• **Records for this exercise**
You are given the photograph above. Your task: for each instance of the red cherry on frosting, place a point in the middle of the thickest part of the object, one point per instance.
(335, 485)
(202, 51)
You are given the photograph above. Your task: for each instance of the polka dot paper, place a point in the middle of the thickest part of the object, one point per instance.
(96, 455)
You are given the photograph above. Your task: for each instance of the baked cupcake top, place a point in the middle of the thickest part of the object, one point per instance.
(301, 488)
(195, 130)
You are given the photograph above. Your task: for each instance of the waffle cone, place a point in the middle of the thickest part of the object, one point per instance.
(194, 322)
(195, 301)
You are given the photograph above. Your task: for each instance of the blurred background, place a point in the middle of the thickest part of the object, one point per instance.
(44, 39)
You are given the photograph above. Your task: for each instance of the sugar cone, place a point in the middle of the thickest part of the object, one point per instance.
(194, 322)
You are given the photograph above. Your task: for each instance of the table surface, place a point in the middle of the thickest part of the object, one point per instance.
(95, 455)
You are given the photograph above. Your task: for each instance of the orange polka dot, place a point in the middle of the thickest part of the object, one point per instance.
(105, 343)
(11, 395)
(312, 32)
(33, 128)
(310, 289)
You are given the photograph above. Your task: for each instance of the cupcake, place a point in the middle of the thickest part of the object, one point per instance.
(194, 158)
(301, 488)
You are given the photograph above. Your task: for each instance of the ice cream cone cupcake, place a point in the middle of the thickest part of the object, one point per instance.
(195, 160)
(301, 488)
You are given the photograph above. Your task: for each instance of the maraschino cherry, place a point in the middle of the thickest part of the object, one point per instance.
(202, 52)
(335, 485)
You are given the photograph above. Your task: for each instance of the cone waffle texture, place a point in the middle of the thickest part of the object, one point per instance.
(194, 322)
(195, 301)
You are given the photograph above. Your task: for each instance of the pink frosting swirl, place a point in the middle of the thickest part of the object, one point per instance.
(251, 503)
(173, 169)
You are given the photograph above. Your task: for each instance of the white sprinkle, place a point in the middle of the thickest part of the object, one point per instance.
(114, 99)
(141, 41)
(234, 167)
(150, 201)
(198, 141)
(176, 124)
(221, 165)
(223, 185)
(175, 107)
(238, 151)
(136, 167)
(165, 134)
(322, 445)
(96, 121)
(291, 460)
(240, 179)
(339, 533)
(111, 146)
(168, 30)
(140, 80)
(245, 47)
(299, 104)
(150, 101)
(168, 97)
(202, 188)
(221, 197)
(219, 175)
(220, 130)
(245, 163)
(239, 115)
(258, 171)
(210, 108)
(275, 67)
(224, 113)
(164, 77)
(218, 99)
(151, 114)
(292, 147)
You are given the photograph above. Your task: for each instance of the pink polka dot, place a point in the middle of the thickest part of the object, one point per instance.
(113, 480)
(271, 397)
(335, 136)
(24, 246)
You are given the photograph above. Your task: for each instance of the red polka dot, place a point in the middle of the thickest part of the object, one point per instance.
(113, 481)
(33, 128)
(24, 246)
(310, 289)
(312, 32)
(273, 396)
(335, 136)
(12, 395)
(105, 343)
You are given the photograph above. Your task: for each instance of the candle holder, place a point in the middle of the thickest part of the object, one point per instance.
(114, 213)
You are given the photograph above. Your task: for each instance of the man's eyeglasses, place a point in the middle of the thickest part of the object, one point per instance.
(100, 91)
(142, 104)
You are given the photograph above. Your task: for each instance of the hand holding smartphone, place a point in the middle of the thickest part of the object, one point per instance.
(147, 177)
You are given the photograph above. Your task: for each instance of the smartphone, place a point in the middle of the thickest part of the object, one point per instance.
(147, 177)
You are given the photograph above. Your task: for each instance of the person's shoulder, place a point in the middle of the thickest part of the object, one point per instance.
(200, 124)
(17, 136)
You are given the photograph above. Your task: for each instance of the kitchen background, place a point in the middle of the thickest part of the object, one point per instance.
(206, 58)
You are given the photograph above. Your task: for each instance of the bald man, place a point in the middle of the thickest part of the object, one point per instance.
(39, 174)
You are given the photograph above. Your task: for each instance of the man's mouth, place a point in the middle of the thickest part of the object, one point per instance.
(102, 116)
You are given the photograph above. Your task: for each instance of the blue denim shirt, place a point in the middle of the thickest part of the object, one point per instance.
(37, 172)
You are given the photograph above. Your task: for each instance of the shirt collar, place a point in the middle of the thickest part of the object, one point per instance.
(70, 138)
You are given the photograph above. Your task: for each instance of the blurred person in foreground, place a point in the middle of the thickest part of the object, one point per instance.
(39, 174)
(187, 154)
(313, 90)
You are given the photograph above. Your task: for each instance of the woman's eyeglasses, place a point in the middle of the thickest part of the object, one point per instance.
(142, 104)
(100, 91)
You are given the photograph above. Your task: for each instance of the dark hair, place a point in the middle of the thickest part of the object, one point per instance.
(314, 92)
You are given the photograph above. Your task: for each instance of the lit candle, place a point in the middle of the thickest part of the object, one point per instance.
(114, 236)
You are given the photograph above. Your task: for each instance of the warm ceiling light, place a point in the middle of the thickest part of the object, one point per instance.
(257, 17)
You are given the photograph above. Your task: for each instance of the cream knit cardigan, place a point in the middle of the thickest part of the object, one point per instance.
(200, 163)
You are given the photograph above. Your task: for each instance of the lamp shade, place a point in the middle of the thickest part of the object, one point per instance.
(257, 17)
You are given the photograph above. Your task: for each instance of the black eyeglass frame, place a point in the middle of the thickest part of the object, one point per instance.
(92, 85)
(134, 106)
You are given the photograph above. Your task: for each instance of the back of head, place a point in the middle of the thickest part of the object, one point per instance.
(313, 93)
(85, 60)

• **Work order**
Can you restate every record above word for word?

• **Response to the task**
You are given the photograph above. Your task: for each instance of the red cherry on frosting, place a point in the middle of the thickest part of the object, one point per instance.
(335, 485)
(202, 51)
You are given the photograph above. Your task: for each instance of the polka dot paper, place a point in the middle of the thickest part of the object, one point per instance.
(96, 455)
You are given the photograph above. Your task: for each instance of the baked cupcake top, place a point in the middle of the thickest part of the object, one point per instance.
(301, 488)
(195, 130)
You are given the photograph above. Your task: for each instance of the waffle cone, place a point in the middle of the thickest part of the object, one point per instance.
(194, 322)
(195, 301)
You are given the photograph above. Your task: for each instance of the blurred background, place a point in the middle of the thickest part of the object, one point per instance.
(44, 39)
You are given the photograph above. Your task: for each instance of the sugar cone, place a point in the middle of the thickest part of the object, one point per instance.
(194, 322)
You are given the photograph above. Your task: for each instance of the table surface, place a point in the middle of the thickest part of the object, one point per instance.
(95, 455)
You are given the photograph above. Your task: for each instance of the orange polka dot, place a point in the middle of the thickest part of the object, one point per instance.
(105, 343)
(11, 395)
(312, 32)
(33, 128)
(310, 289)
You are given the photograph above. Your task: for each instance of the cupcake, place a point in the middle of the thickest part of the object, one point per instance.
(194, 158)
(301, 488)
You are given the photograph above. Your task: for each instance of the ice cream cone cupcake, place a point in the middle of the thickest part of the object, one point per instance.
(195, 160)
(301, 488)
You are given the photograph above. Your task: for each instance of the maraschino cherry, place a point in the middle of the thickest part of the object, one point per instance.
(202, 52)
(335, 485)
You are given the photograph above. Your task: for each instance of the cone waffle texture, place a point in the middle of the thickest part of the object, one point per instance.
(194, 322)
(195, 301)
You are given the photograph above. Your task: for each instance of the pink frosting swirl, place a point in the middle of the thickest part of the object, one point per instance.
(251, 503)
(173, 169)
You are given the photograph above. Your task: for each instance of the white sprinkle, place a point in the middle of the thickest part of the object, one point per instance.
(114, 99)
(141, 41)
(234, 167)
(150, 201)
(198, 141)
(176, 124)
(221, 165)
(223, 185)
(175, 107)
(238, 151)
(136, 167)
(165, 134)
(322, 445)
(96, 121)
(291, 460)
(240, 179)
(339, 533)
(111, 146)
(168, 30)
(140, 80)
(245, 47)
(299, 104)
(150, 101)
(168, 97)
(202, 188)
(221, 197)
(219, 175)
(220, 130)
(245, 163)
(239, 115)
(258, 171)
(210, 108)
(275, 67)
(224, 113)
(164, 77)
(218, 99)
(151, 114)
(292, 147)
You are given the photograph above. Your task: for each instance of the pink polka dot, place a point in the middle of the thickest part of the object, one point per instance.
(113, 480)
(271, 397)
(335, 136)
(24, 246)
You are given the photograph above. Your task: for each instance of the red polka dot, place a point in the middle of the thickest part of the object, one point per instance.
(113, 481)
(33, 128)
(24, 246)
(310, 289)
(312, 32)
(273, 396)
(335, 136)
(12, 395)
(105, 343)
You are given the photograph above. Your task: for each instance of the candle holder, place a point in the middle of the thickest part of the object, one point per instance.
(114, 213)
You are given the photograph above. Your task: for each instance of the man's eyeglasses, place a point in the middle of the thickest part of the object, one point per instance.
(100, 91)
(142, 104)
You are given the photograph above. Your task: for each instance of the hand holding smartphone, place a point in the middle of the thickest part of the object, one point per instance.
(147, 177)
You are given the photograph above. Your task: for each instance of the smartphone, place a point in the middle of the thickest part of the object, one point per instance.
(147, 177)
You are given the photograph above. Your task: for each instance of the person's shoulder, place a point in the middle of the thickest part of the object, one point per instance.
(200, 124)
(17, 136)
You are given the photograph above. Your task: for each instance of the kitchen background, place a point in the middle of the thickest part of the object, one point per instance.
(206, 58)
You are given the photograph above. Your task: for each instance of the bald man, place a point in the middle of the thickest part of the object, one point per instance.
(39, 174)
You are given the photograph above. Your task: for each instance of the man's mouth, place a point in the middle of the thickest part of the object, one point per instance.
(102, 116)
You are given the photograph above. Your task: for each instance of the blue denim shirt, place a point in the middle of the thickest part of the object, one point per instance.
(37, 172)
You are given the photograph above. Your task: for each instance of the shirt collar, place a point in the middle of the thickest part of the object, one point per instance.
(70, 138)
You are given the photograph above. Your task: for each instance of the blurred person in foreground, place a point in the middle of the thickest part of the object, one point per instance.
(39, 174)
(187, 154)
(313, 90)
You are given the photograph above. Your task: for each instance of the woman's eyeglasses, place a point in the middle of the thickest part of the object, one point per instance.
(142, 104)
(100, 91)
You are given the photograph above. Your task: for each instance of the dark hair, place a point in the middle of the thickest part of the object, one point per instance.
(314, 92)
You are given the photograph above. Your task: for each instance of the lit candle, place a point in the middle of the thickest part of the object, one point per instance.
(114, 236)
You are given the photograph above. Your task: for each instance of the warm ceiling light, place a point in the middle of the thickest part of the object, one point per instance.
(257, 17)
You are given the photograph above. Your task: for each instance of the cream knit cardigan, place a point in the middle of the thickest part of the object, one point per instance.
(200, 163)
You are given the photograph above. Your task: for each instance of the lamp shade, place a point in the middle of the thickest part of the object, one point per instance.
(257, 17)
You are given the photograph above. Your task: for each instance of the black eyeglass frame, place a point in the middle of the thickest part of the object, one point per instance.
(92, 85)
(134, 106)
You are given the photograph above. Your task: for each instance of the back of head, place a point in the middle of the thickest part of the object, one point per instance.
(313, 93)
(85, 60)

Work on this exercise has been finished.